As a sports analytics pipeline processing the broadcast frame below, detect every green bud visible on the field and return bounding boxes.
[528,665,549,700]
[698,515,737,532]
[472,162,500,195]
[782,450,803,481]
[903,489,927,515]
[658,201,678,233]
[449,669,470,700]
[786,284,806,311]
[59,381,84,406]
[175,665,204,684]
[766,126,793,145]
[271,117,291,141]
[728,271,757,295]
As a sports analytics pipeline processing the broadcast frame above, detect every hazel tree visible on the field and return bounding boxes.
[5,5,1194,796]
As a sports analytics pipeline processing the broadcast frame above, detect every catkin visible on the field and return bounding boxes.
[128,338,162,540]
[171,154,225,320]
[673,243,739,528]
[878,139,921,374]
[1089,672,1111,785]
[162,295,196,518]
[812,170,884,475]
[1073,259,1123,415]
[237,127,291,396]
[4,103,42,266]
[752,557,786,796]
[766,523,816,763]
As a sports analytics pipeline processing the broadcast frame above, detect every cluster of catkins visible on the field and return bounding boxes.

:::

Problem requirements = Rewrite all of the data above, replacing "sports analytics pipeline" with "plant survey tool" and leaving everything else unchanged.

Answer to this task =
As a plant survey tool processing the broadcast frame below, detect every green bud visible on the field and return bounding boxes.
[528,665,549,700]
[698,515,737,532]
[472,162,500,195]
[782,450,803,481]
[903,489,927,515]
[658,201,678,233]
[449,669,470,700]
[786,284,806,311]
[59,381,84,406]
[175,665,204,684]
[766,126,793,145]
[271,117,291,141]
[728,271,757,295]
As a plant survey tool processing the broadcast frame above, detect every hazel tree visible on the field and return bounding boxes.
[5,5,1194,796]
As a plant survey tool processing the broadcast frame above, detect every catkin visible on the field and return bounding boxes.
[128,338,162,540]
[171,154,225,320]
[673,243,739,528]
[878,139,921,374]
[1089,672,1111,785]
[162,295,196,518]
[812,170,884,475]
[1073,259,1123,415]
[237,127,291,396]
[4,103,42,266]
[752,557,786,796]
[766,523,816,763]
As a plant survey tool processing the broadcast frame above, detect every cluster of catkins visible on the field and return bounding boxes.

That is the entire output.